- [Stored rows]
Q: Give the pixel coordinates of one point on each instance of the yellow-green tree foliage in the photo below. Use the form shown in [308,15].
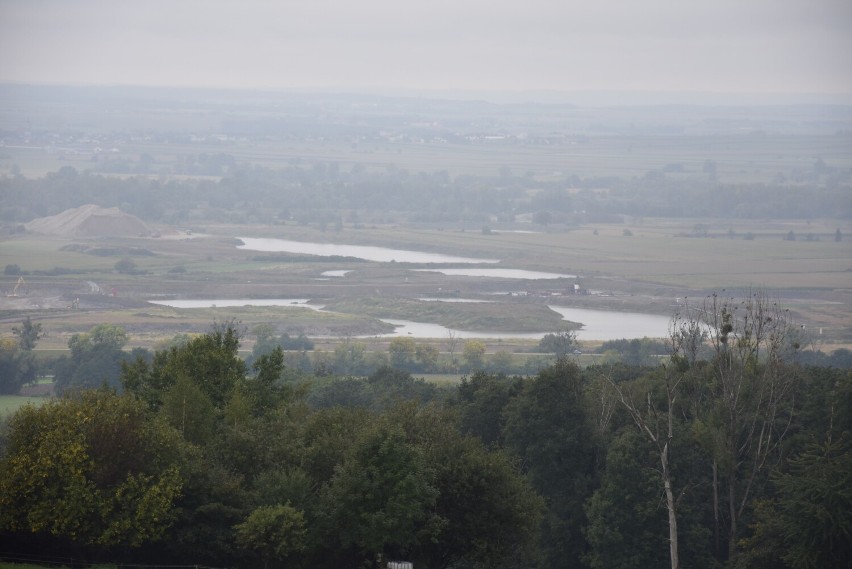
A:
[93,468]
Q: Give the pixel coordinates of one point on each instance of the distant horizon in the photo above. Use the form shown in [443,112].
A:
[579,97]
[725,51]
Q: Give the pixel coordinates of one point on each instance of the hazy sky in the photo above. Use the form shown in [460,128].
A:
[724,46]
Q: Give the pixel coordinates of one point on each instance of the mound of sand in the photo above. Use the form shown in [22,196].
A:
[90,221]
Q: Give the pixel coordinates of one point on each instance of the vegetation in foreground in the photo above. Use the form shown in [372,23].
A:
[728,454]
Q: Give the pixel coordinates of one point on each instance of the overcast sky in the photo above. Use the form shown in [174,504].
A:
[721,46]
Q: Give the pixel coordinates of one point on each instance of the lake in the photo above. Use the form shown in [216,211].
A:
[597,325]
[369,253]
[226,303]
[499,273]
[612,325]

- [Exercise task]
Render all of the data above as a Markdown table with the columns Row and Line, giving each line its own numbered row. Omit blank lines and leave the pictures out.

- [Response to the exercise]
| Row | Line |
|---|---|
| 1 | Q: Give the pixel coordinates of one point on each instance of the yellow-green tree foliage in the photo below. Use the form shown in [308,15]. |
| 2 | A: |
| 3 | [93,468] |
| 4 | Q: Give the pixel coordinates of one point on each instance of the distant horizon in the photo above. Use the form shown in [443,112]. |
| 5 | A: |
| 6 | [579,97] |
| 7 | [725,51] |
| 8 | Q: Give the pixel coordinates of one point on each instance of the hazy sky in the photo above. Use the form shown in [460,128]. |
| 9 | A: |
| 10 | [724,46] |
| 11 | Q: Give the pixel coordinates of one point on each instance of the mound of sand in the photo above. Use the form shown in [22,196]. |
| 12 | A: |
| 13 | [90,221] |
| 14 | Q: Give the pixel coordinates of one point on each instance of the vegetation in foreground in the photo above. Use the form shown in [372,23]. |
| 15 | A: |
| 16 | [728,454] |
| 17 | Q: Give the pixel coordinates of one point on each instance of the overcast sky in the photo above. Use the form shown in [174,504]. |
| 18 | A: |
| 19 | [721,46] |
| 20 | Q: Give the pixel coordinates of one point on each instance of the lake in the photo above. Use the form shown in [216,211]. |
| 21 | A: |
| 22 | [597,325] |
| 23 | [369,253] |
| 24 | [226,303] |
| 25 | [499,273] |
| 26 | [612,325] |